● Records provided

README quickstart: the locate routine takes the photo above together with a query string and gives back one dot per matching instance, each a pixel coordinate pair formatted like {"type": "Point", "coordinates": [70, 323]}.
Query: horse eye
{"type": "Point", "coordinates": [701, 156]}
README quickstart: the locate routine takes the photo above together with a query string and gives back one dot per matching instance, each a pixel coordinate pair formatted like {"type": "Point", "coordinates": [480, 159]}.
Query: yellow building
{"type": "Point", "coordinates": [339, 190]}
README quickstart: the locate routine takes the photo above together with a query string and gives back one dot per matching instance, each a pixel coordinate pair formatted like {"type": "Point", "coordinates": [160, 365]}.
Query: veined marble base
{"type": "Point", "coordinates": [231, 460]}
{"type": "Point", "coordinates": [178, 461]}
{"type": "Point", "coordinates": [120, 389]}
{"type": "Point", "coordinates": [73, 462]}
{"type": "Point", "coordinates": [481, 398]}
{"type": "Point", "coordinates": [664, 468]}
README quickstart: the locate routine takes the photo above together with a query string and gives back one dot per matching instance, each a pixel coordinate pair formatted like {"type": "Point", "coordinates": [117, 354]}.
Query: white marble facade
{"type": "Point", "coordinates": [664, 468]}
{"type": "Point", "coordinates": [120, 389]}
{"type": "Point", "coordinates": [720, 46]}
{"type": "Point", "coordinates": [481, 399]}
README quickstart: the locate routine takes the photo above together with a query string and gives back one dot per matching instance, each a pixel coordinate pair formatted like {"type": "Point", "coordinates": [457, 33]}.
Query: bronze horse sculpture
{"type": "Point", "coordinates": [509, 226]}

● Exercise details
State the number of lines in the preceding data that contain the word "instance", and nothing besides.

● Completed exercise
5